What you should do
Nothing in the data is to be left out; copy it exactly.

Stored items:
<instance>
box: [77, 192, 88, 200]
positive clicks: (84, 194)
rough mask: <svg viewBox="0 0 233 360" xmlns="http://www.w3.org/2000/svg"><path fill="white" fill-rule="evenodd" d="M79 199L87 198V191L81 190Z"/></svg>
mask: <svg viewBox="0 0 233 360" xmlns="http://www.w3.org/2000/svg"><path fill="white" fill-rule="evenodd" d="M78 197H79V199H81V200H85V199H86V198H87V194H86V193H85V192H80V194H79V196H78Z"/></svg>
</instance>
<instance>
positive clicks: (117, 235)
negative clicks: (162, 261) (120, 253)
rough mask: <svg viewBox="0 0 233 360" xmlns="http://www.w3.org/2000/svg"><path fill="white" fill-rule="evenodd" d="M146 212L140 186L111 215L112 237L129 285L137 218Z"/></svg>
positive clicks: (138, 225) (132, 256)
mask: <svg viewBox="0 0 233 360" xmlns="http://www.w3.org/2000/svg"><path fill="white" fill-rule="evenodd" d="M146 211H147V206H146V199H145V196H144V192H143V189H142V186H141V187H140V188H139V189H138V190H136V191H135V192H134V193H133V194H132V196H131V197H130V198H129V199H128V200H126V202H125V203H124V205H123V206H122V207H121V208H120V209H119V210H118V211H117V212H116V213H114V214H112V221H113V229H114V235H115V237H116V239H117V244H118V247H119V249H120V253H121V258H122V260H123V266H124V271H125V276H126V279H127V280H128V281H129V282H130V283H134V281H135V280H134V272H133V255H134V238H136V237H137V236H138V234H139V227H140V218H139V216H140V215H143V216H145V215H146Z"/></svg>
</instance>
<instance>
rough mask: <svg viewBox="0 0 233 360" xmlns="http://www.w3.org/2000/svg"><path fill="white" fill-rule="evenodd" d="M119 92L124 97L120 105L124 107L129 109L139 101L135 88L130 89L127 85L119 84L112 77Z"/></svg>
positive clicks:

Written solution
<instance>
box: [77, 192, 88, 200]
positive clicks: (84, 194)
rough mask: <svg viewBox="0 0 233 360" xmlns="http://www.w3.org/2000/svg"><path fill="white" fill-rule="evenodd" d="M79 199L87 198V191L81 190Z"/></svg>
mask: <svg viewBox="0 0 233 360" xmlns="http://www.w3.org/2000/svg"><path fill="white" fill-rule="evenodd" d="M78 197H79V199H81V200H85V199H86V198H87V194H86V193H85V192H80V194H79V196H78Z"/></svg>
</instance>
<instance>
positive clicks: (117, 235)
negative clicks: (162, 261) (120, 253)
rough mask: <svg viewBox="0 0 233 360" xmlns="http://www.w3.org/2000/svg"><path fill="white" fill-rule="evenodd" d="M146 212L140 186L111 215L112 237L129 285L137 218Z"/></svg>
positive clicks: (138, 225) (132, 256)
mask: <svg viewBox="0 0 233 360" xmlns="http://www.w3.org/2000/svg"><path fill="white" fill-rule="evenodd" d="M146 211H147V206H146V199H145V196H144V192H143V189H142V186H141V187H140V188H139V189H138V190H136V191H135V192H134V193H133V194H132V196H131V197H130V198H129V199H128V200H126V202H125V203H124V205H123V206H122V207H121V208H120V209H119V210H118V211H117V212H116V213H114V214H112V221H113V229H114V235H115V237H116V239H117V244H118V247H119V249H120V253H121V258H122V260H123V266H124V271H125V276H126V279H127V280H128V281H129V282H130V283H134V281H135V280H134V272H133V255H134V238H136V237H137V236H138V234H139V227H140V218H139V216H140V215H143V216H145V215H146Z"/></svg>
</instance>
<instance>
rough mask: <svg viewBox="0 0 233 360" xmlns="http://www.w3.org/2000/svg"><path fill="white" fill-rule="evenodd" d="M119 92L124 97L120 105L124 107L129 109L139 101L135 88L130 89L127 85L119 84L112 77Z"/></svg>
positive clicks:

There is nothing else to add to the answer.